* begin Quoted passage *
It’s interesting that we can see a spike in I/O and network activity at the same time CPU usage increases. Do you have a top output from that time so we can see the processes involved during that time? If not, it might be a good thing to have next time a CPU spike happens.

Additionally, do you have any recurring, scheduled job that might impact server performance at the time of the spikes?


#3

Today we have set up nmon so we can log some more data. “Luckily” we didn’t have to wait long and I was able to make two screenshots after each other of nmon in interactive mode just now when it happened.

Next time I will make a screenshot of top and have additional information from nmon if everything goes well. But maybe the screenshots above already help a bit.


#4

I just needed to restart the service again. Below are the screenshots requested. I also asked help from one or our members and he thought this might be related:


Two screenshots of top when it just happened again:

Screenshot 1:

Screenshot 2:

NMON screenshot:

There are no recurring, scheduled jobs around the time of the spikes


#5

Can you look at your mongo logs and see if there are logs about long queries around that time? It’s possible a query or set of queries is some how blocking and causing Rocket.Chat side to spike.

If you don’t have mongo piping to syslog mongo logs should be at /var/log/mongodb.log (name might be slightly different. Don’t have PC at hand to check)
* end Quoted passage *
* begin Task inputs *
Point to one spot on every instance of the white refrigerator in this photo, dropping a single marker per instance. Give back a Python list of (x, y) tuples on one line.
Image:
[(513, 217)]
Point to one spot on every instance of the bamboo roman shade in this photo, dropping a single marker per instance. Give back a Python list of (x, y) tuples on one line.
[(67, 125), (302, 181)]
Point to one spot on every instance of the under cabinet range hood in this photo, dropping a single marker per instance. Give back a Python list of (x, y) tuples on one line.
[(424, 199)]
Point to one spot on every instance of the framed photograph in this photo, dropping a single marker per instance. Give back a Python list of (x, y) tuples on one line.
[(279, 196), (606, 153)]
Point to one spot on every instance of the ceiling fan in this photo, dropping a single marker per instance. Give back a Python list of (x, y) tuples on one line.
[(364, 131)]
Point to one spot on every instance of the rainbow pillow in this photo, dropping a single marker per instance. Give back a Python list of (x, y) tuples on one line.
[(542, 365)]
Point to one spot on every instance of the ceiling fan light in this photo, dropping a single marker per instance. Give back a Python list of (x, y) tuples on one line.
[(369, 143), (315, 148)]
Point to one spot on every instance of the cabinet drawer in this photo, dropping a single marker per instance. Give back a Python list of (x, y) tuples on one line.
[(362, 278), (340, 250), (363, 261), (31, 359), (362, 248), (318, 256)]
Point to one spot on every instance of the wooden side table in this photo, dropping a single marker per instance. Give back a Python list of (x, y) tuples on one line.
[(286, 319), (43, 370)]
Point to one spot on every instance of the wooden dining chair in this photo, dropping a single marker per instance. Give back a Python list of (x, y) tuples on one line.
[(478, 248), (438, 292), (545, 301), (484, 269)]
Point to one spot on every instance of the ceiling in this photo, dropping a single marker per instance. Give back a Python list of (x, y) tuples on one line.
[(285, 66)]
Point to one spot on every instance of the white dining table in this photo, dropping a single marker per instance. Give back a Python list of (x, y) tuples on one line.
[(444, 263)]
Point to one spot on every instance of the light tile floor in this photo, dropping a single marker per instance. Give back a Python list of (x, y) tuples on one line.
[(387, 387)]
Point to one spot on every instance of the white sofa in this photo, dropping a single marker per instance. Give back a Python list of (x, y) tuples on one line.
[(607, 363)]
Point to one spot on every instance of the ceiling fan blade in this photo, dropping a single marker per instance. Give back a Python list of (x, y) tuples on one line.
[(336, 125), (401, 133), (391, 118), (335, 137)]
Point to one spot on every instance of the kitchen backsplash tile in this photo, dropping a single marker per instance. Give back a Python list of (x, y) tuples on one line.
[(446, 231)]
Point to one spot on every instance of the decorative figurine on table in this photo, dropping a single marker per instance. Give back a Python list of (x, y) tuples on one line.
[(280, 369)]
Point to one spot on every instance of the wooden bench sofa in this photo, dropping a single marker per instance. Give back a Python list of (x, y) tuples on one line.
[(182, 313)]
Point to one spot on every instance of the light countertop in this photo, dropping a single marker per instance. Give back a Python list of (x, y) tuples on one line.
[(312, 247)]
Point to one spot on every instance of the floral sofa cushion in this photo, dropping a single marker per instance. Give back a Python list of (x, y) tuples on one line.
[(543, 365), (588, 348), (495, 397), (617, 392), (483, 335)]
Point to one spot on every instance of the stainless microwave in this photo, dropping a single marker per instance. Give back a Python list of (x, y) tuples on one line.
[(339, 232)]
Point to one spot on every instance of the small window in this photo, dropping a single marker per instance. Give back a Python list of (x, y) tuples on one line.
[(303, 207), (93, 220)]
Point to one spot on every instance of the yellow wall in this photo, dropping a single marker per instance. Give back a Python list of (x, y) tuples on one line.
* end Task inputs *
* begin Task inputs *
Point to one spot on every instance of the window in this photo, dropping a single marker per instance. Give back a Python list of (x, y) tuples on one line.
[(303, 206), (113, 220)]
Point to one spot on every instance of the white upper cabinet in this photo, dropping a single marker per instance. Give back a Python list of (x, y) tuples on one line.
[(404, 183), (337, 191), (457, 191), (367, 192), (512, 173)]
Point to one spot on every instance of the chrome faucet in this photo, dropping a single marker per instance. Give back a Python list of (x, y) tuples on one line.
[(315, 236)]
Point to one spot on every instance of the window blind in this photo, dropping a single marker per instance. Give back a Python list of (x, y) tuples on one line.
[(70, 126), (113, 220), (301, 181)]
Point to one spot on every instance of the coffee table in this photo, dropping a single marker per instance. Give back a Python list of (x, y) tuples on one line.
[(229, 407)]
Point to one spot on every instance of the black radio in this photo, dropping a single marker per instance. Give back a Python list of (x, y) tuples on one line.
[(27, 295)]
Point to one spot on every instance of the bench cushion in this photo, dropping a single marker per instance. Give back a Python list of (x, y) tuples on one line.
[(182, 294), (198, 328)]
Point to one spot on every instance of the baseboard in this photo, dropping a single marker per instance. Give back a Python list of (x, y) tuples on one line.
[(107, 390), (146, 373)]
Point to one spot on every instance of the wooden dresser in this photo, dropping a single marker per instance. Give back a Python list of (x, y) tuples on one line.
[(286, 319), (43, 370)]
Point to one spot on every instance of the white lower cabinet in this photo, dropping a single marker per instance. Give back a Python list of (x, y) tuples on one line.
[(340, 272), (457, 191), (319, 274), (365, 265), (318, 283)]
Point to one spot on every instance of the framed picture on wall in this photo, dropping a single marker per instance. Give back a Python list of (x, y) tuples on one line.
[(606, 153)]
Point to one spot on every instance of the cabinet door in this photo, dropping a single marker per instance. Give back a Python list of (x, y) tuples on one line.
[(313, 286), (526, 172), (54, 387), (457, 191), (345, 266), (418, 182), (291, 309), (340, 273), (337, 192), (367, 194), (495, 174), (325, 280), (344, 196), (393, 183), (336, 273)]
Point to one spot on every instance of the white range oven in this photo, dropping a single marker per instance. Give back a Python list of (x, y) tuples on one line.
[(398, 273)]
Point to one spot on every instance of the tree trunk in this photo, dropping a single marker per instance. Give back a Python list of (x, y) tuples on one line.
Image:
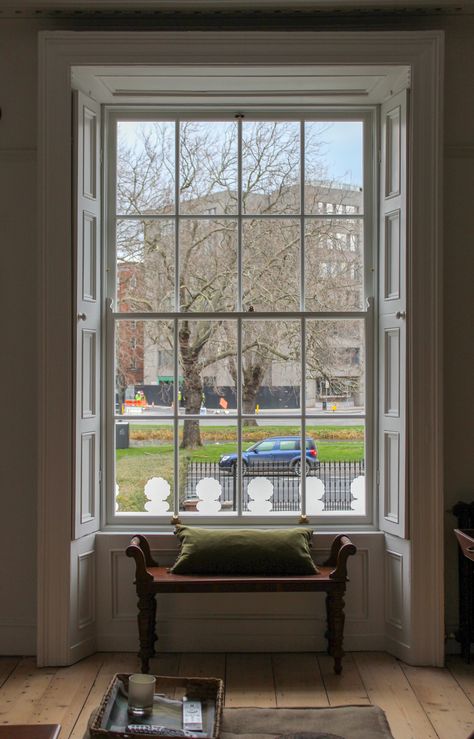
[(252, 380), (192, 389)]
* end Task inputs *
Written problem 1:
Answer these questions using the thread about the CPU spikes:
(a) What tool was set up to log more data?
(b) Where should the mongo logs be if mongo is not piping to syslog?
(c) Were there any recurring, scheduled jobs around the time of the spikes?
Written problem 2:
Edit the rows starting at "Point to one spot on every instance of the window in" and ending at "[(303, 206), (113, 220)]" so that "window" is replaced by "glass window", with nothing else changed. Return only those rows.

Complete response 1:
(a) nmon
(b) /var/log/mongodb.log
(c) No

Complete response 2:
Point to one spot on every instance of the glass window in this photo, dropping a single marker per instance. Give back a Python list of (x, y) tuples on one line.
[(303, 206), (113, 220)]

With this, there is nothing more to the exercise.